• Entries for pointing at labeled objects
==================================================
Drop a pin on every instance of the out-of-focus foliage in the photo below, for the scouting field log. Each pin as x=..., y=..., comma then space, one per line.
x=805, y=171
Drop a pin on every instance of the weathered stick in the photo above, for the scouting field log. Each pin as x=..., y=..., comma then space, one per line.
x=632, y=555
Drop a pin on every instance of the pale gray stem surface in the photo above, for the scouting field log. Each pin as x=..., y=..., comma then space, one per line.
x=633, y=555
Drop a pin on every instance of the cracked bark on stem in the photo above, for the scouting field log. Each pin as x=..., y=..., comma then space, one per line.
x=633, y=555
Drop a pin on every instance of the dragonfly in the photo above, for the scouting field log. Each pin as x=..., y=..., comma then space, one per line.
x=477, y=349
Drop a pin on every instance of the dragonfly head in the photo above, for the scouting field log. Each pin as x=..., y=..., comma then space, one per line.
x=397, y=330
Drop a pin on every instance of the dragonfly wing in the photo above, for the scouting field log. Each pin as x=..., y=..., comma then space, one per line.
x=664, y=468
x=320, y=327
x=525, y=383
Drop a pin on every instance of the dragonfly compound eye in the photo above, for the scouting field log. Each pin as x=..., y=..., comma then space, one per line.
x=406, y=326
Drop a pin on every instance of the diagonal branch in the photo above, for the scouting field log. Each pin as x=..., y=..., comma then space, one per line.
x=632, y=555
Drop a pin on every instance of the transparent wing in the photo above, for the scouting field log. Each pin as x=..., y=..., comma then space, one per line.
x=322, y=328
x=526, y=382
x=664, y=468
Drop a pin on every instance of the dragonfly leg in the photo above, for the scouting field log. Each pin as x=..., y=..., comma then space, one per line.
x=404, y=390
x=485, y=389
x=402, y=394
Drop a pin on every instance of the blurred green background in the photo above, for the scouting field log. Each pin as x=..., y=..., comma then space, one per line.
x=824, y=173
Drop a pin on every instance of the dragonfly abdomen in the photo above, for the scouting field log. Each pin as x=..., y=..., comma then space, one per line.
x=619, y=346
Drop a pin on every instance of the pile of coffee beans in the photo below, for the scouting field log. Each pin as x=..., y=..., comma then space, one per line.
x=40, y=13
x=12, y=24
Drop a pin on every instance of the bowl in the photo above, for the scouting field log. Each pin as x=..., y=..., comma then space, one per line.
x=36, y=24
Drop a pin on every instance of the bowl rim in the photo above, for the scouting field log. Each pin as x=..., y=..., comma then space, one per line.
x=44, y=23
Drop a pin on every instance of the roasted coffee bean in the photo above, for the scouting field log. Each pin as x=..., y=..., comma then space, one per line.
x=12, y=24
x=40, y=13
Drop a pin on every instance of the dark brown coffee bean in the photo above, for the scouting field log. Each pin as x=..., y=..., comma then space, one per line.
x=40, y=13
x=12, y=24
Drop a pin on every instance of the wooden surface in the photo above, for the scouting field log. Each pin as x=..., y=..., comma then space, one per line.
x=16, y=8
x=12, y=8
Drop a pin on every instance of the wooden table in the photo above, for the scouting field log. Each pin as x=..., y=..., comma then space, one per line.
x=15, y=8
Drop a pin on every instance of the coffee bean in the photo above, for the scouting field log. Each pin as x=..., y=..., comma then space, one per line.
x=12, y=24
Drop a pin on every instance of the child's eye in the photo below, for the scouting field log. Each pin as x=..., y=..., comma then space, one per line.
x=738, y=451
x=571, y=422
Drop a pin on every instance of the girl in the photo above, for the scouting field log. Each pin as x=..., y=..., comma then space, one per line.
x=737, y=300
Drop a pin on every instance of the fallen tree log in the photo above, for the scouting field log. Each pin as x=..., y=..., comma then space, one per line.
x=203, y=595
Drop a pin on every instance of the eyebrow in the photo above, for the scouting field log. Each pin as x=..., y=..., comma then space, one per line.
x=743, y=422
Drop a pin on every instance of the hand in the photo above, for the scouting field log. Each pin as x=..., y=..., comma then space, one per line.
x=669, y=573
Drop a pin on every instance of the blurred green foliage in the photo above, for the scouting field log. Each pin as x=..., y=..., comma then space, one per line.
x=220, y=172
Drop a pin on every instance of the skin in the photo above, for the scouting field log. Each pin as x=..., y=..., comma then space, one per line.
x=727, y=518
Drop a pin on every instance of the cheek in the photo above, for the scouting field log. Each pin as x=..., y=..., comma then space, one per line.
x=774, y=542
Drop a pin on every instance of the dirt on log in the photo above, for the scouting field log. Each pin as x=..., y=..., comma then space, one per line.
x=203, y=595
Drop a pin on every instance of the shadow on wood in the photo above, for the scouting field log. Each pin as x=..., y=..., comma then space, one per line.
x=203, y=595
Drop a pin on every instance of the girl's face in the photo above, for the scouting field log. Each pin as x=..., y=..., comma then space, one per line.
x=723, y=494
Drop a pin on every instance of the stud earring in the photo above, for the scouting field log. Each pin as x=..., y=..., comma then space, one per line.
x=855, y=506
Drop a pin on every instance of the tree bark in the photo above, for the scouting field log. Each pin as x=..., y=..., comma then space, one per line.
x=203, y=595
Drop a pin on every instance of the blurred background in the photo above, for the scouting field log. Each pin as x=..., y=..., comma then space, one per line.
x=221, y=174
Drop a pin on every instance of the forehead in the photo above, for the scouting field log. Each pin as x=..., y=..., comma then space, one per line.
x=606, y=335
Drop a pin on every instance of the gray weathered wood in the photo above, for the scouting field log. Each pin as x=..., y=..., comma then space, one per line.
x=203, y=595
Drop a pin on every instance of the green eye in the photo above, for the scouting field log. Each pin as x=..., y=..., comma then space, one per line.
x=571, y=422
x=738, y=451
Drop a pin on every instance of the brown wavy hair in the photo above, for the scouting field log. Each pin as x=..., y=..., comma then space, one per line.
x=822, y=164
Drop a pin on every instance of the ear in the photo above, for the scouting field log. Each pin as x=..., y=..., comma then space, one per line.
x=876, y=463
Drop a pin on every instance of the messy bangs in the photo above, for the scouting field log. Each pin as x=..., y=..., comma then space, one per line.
==================================================
Output all of the items above verbatim, line for line, without any changes.

Drop a pin on every instance of the out-of-focus foliage in the photo below, for the scouting field log. Each pin as x=..., y=..., comma then space, one per line.
x=805, y=171
Drop a pin on every instance of the weathered stick in the photo above, for the scouting field log. Each pin as x=..., y=..., comma then space, one per line.
x=632, y=555
Drop a pin on every instance of the pale gray stem surface in the photo above, for the scouting field log. Each pin as x=..., y=..., comma then space, one per line.
x=633, y=555
Drop a pin on every instance of the cracked bark on stem in the photo above, for the scouting field log. Each pin as x=..., y=..., comma then space, one per line.
x=633, y=555
Drop a pin on every instance of the dragonfly in the photo above, for the scouting field log. Each pin as x=..., y=..., comma then space, one per line.
x=477, y=349
Drop a pin on every instance of the dragonfly head in the photo above, for the scouting field log. Each pin as x=..., y=..., comma then space, one per line.
x=397, y=330
Drop a pin on every instance of the dragonfly wing in the photo above, for the scouting field log. Each pin as x=..., y=..., comma then space, one per line.
x=664, y=468
x=320, y=327
x=525, y=383
Drop a pin on every instance of the dragonfly compound eye in the photo above, for the scouting field log. Each pin as x=..., y=..., comma then space, one per line.
x=406, y=326
Drop a pin on every instance of the diagonal branch in the photo above, for the scouting field log. Each pin as x=..., y=..., comma then space, one per line.
x=632, y=555
Drop a pin on every instance of the transparent wing in the photo above, for the scouting field log. Each pin as x=..., y=..., comma then space, one per line.
x=322, y=328
x=526, y=382
x=664, y=468
Drop a pin on every instance of the dragonfly leg in the photo above, for the scouting field log. Each pin as x=..., y=..., comma then space, one per line.
x=404, y=390
x=485, y=389
x=402, y=394
Drop a pin on every instance of the blurred green background in the photo above, for the scouting field log. Each pin as x=..., y=..., comma then space, one per line.
x=824, y=173
Drop a pin on every instance of the dragonfly abdomen in the photo above, for the scouting field log. Each pin as x=..., y=..., comma then space, one per line.
x=619, y=346
Drop a pin on every instance of the pile of coffee beans in the photo below, for the scouting field log. Each pin as x=..., y=..., comma then space, one per line.
x=40, y=13
x=12, y=24
Drop a pin on every instance of the bowl in the photo above, for the scouting field log. Each pin as x=..., y=..., comma then space, one per line.
x=36, y=24
Drop a pin on every instance of the bowl rim in the photo above, for the scouting field log. Each pin as x=..., y=..., comma then space, one per line.
x=44, y=23
Drop a pin on every instance of the roasted coffee bean in the photo above, for the scouting field log. Each pin as x=..., y=..., comma then space, one per line.
x=12, y=24
x=40, y=13
Drop a pin on every instance of the dark brown coffee bean in the photo above, for the scouting field log. Each pin as x=..., y=..., comma then space, one per line.
x=40, y=13
x=12, y=24
Drop a pin on every instance of the wooden surface in the photo above, for the scouting field log. Each pin as x=..., y=..., comma then space, one per line.
x=16, y=8
x=12, y=8
Drop a pin on every instance of the wooden table in the photo above, for the scouting field log. Each pin as x=..., y=..., comma then space, one per line.
x=15, y=8
Drop a pin on every instance of the coffee bean in the photo above, for the scouting field log. Each pin as x=..., y=..., comma then space, one per line.
x=12, y=24
Drop a pin on every instance of the child's eye in the photo below, for the scouting field log. Each pin as x=..., y=..., comma then space, one per line.
x=738, y=451
x=571, y=422
Drop a pin on every instance of the girl in the photo above, for the scouting field log. Each pin as x=..., y=..., comma then space, one per line.
x=737, y=300
Drop a pin on every instance of the fallen tree log in the photo above, for the scouting field log. Each pin as x=..., y=..., comma then space, one per line.
x=203, y=595
Drop a pin on every instance of the eyebrow in the photo above, for the scouting field log. Each pin as x=..., y=..., comma then space, one per line.
x=743, y=422
Drop a pin on every instance of the hand in the photo above, for the scouting field log. Each pin as x=..., y=..., comma then space, one per line.
x=669, y=573
Drop a pin on every instance of the blurred green foliage in the photo above, for the scouting field log. Each pin as x=..., y=..., comma then space, one per line.
x=220, y=172
Drop a pin on every instance of the skin in the photo above, for the scouting field log. Each pin as x=..., y=..., comma then space, one per line.
x=727, y=518
Drop a pin on every instance of the cheek in the photo above, for the scouting field log. Each pin as x=..., y=..., comma then space, one per line.
x=774, y=542
Drop a pin on every instance of the dirt on log in the photo above, for the scouting field log. Each pin as x=..., y=..., comma then space, one per line.
x=203, y=595
Drop a pin on every instance of the shadow on wood in the photo above, for the scouting field log. Each pin as x=..., y=..., comma then space, one per line.
x=203, y=595
Drop a pin on every instance of the girl's face in the photo above, for the scouting field log. Each pin as x=..., y=..., comma then space, one per line.
x=723, y=494
Drop a pin on every instance of the stud earring in the photo above, for the scouting field log. Each pin as x=..., y=..., comma then space, one per line.
x=855, y=506
Drop a pin on every instance of the tree bark in the photo above, for the scouting field log. Each pin as x=..., y=..., comma then space, one per line.
x=203, y=595
Drop a pin on every instance of the blurred background in the photo above, for the scouting field log. Each pin as x=..., y=..., comma then space, one per line.
x=221, y=174
Drop a pin on every instance of the forehead in the photo above, for the scouting field log. Each pin as x=..., y=..., comma then space, one per line.
x=606, y=335
Drop a pin on every instance of the gray weathered wood in the photo above, for the scouting field log. Each pin as x=..., y=..., comma then space, one per line.
x=203, y=595
Drop a pin on every instance of the green eye in the photo above, for the scouting field log. Each pin as x=..., y=..., comma then space, one per line.
x=571, y=422
x=738, y=451
Drop a pin on every instance of the brown wavy hair in the photo above, for the scouting field log. Each pin as x=..., y=..., comma then space, one per line.
x=822, y=164
Drop a pin on every instance of the ear in the photo above, for the scouting field log. Each pin as x=..., y=..., comma then space, one per line.
x=876, y=463
Drop a pin on every instance of the messy bangs in the photo above, for the scouting field log. Each pin as x=..., y=..., comma then space, one per line.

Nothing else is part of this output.